Point-per-instance localization data:

————————

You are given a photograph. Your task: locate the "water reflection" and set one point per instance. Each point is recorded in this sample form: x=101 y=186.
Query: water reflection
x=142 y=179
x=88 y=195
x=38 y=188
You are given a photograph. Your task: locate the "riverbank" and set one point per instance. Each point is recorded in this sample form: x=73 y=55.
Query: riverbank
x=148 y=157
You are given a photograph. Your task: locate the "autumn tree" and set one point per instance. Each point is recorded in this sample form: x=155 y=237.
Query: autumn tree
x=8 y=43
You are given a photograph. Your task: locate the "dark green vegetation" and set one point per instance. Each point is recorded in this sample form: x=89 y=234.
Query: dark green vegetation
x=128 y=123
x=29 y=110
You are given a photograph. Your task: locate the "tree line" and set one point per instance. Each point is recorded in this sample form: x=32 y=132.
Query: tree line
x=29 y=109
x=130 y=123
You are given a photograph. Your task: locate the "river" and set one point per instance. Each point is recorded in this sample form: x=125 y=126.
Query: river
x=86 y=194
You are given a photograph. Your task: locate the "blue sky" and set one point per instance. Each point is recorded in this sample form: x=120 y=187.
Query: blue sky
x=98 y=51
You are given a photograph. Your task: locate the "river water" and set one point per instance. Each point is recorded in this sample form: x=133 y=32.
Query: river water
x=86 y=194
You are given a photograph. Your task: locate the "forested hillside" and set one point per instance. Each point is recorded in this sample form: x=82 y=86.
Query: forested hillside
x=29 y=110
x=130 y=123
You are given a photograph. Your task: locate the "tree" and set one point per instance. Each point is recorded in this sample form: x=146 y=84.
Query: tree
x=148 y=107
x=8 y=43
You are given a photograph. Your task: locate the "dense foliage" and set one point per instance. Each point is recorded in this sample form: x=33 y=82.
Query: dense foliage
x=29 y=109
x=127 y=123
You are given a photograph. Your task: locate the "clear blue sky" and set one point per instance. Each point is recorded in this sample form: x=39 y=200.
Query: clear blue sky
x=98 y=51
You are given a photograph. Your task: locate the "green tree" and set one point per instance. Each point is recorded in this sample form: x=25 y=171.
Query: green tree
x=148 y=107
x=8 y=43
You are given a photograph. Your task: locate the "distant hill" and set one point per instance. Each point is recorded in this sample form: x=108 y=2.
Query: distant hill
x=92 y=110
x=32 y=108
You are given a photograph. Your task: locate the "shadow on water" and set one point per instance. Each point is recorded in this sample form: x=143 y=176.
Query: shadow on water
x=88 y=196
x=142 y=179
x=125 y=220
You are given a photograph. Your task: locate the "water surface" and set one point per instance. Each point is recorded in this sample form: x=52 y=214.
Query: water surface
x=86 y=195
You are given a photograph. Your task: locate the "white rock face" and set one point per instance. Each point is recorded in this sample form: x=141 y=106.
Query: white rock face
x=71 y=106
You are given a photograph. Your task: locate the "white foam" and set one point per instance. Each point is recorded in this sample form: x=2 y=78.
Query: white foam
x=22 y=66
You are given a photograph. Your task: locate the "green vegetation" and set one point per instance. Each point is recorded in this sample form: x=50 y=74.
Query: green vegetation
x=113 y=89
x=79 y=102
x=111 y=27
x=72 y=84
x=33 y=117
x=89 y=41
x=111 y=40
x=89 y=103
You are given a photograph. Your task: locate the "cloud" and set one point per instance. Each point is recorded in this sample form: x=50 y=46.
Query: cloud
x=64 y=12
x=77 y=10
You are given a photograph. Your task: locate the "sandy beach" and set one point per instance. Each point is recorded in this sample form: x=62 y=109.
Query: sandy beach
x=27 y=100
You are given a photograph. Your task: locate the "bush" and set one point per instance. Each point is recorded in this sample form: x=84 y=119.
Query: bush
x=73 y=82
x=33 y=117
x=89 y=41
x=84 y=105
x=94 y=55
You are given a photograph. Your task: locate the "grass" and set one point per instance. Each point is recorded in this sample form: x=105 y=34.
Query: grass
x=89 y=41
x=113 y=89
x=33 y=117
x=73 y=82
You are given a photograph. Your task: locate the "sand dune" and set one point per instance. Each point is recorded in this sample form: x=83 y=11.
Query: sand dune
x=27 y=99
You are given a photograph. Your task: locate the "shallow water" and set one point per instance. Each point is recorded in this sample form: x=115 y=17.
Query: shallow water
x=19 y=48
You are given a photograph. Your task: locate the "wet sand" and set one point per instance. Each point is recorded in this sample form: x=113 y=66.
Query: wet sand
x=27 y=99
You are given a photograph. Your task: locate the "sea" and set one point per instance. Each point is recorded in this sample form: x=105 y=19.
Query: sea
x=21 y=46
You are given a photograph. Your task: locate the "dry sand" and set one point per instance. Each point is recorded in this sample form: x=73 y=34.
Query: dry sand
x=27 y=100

————————

TASK DIRECTIONS: Each entry above should be retyped exactly, with nothing missed.

EXERCISE OUTPUT:
You are given a photograph. Your task: locate the "water reflection" and set one point per instance. Each point is recorded in this sample form: x=101 y=186.
Query: water reflection
x=142 y=179
x=88 y=195
x=38 y=188
You are given a photograph. Your task: locate the "riverbank" and set one point per instance. Each point is recorded in this sample form: x=73 y=55.
Query: riverbank
x=148 y=157
You are given a photograph. Your task: locate the "autumn tree" and set one point per instance. Each point is recorded in this sample form: x=155 y=237.
Query: autumn tree
x=8 y=43
You are given a photograph. Your task: locate the "dark green vegetation" and set one point per instance. Each point is recorded in this sample form: x=89 y=234.
Query: dark green vegetation
x=128 y=123
x=29 y=110
You are given a photograph. Your task: locate the "tree line" and set one point per instance. Each point is recorded in this sample form: x=32 y=132.
Query: tree line
x=29 y=109
x=130 y=123
You are given a photograph. Your task: locate the "river" and set one point per instance. Each point is recorded in this sample form: x=125 y=126.
Query: river
x=86 y=194
You are given a photograph. Your task: locate the "blue sky" and set one point per instance. Each point is recorded in this sample form: x=120 y=187.
Query: blue sky
x=98 y=51
You are given a photograph. Your task: locate the "river water" and set one point per instance. Each point is recorded in this sample form: x=133 y=32.
Query: river water
x=86 y=194
You are given a photograph. Your task: locate the "forested hillside" and set one point per instance. Each point is recorded in this sample form: x=82 y=86.
Query: forested hillside
x=29 y=110
x=130 y=123
You are given a photograph. Your task: locate the "tree" and set one point per instance. Each point is recorded in this sample form: x=146 y=84.
Query: tree
x=148 y=107
x=8 y=43
You are given a photograph. Your task: locate the "dense foliage" and set one point per instance. Each point is recorded in this sample form: x=33 y=82.
Query: dense foliage
x=29 y=109
x=127 y=123
You are given a photograph. Your task: locate the "clear blue sky" and set one point per instance. Each point is recorded in this sample form: x=39 y=200.
Query: clear blue sky
x=98 y=51
You are given a photograph. Your task: locate the "green tree" and set one point per instance. Each point is recorded in this sample form: x=25 y=171.
Query: green tree
x=148 y=107
x=8 y=43
You are given a photograph. Your task: locate the "distant hill" and set one point per instance. Each point is recorded in this sample form: x=108 y=2.
Query: distant hill
x=92 y=110
x=32 y=108
You are given a photograph. Your task: locate the "shadow on water" and set one point per instance. Each point is recorded in this sample form: x=143 y=176.
Query: shadow on water
x=88 y=196
x=142 y=179
x=125 y=220
You are given a photograph. Your task: locate the "water surface" and set one point per instance. Each point is recorded in this sample form: x=52 y=214.
Query: water surface
x=86 y=195
You are given a photograph. Your task: locate the "white rock face" and set one point per instance. Each point is recorded in this sample form: x=141 y=106.
Query: white rock face
x=71 y=106
You are given a photograph. Your task: locate the "white foam" and set one point per instance. Each point is recorded in this sample form: x=2 y=78.
Query: white foam
x=22 y=66
You are given a photograph. Your task: locate the "green vegetation" and set one point per instance. Each point is recorded in this sample form: x=50 y=74.
Query: green vegetation
x=113 y=89
x=79 y=102
x=111 y=27
x=72 y=84
x=33 y=117
x=89 y=41
x=111 y=40
x=89 y=103
You are given a photograph. Your task: locate the "cloud" and set one point per instance. Each point is recorded in this sample form: x=50 y=46.
Query: cloud
x=64 y=12
x=77 y=10
You are given a photograph. Your task: locate the "sandy beach" and set one point per instance. Each point is recorded in this sample form: x=62 y=109.
Query: sandy beach
x=27 y=100
You are given a photograph. Your task: locate the "bush" and set one point per instance. Each point is recorded in this sample form: x=84 y=119.
Query: bush
x=73 y=82
x=33 y=117
x=89 y=41
x=84 y=105
x=94 y=55
You are given a photograph. Your task: locate the "grass" and set one point per instance. Each point is recorded in this sample form: x=105 y=34.
Query: grass
x=89 y=41
x=113 y=89
x=33 y=117
x=73 y=82
You are given a photograph. Your task: locate the "sand dune" and set one point per instance. Each point is recorded in this sample form: x=83 y=11.
Query: sand dune
x=27 y=99
You are given a photograph. Your task: locate the "shallow water" and set one point per instance. Each point is recorded in this sample form: x=115 y=17.
Query: shallow water
x=19 y=48
You are given a photograph. Your task: locate the "wet sand" and set one point per instance. Each point is recorded in this sample form: x=113 y=66.
Query: wet sand
x=27 y=99
You are given a photograph. Your task: locate the "sea" and set one point per instance. Each point is recorded in this sample form: x=105 y=19.
Query: sea
x=21 y=46
You are given a photograph. Your task: locate the "dry sand" and set one point per instance. Each point is recorded in this sample form: x=73 y=34.
Query: dry sand
x=27 y=100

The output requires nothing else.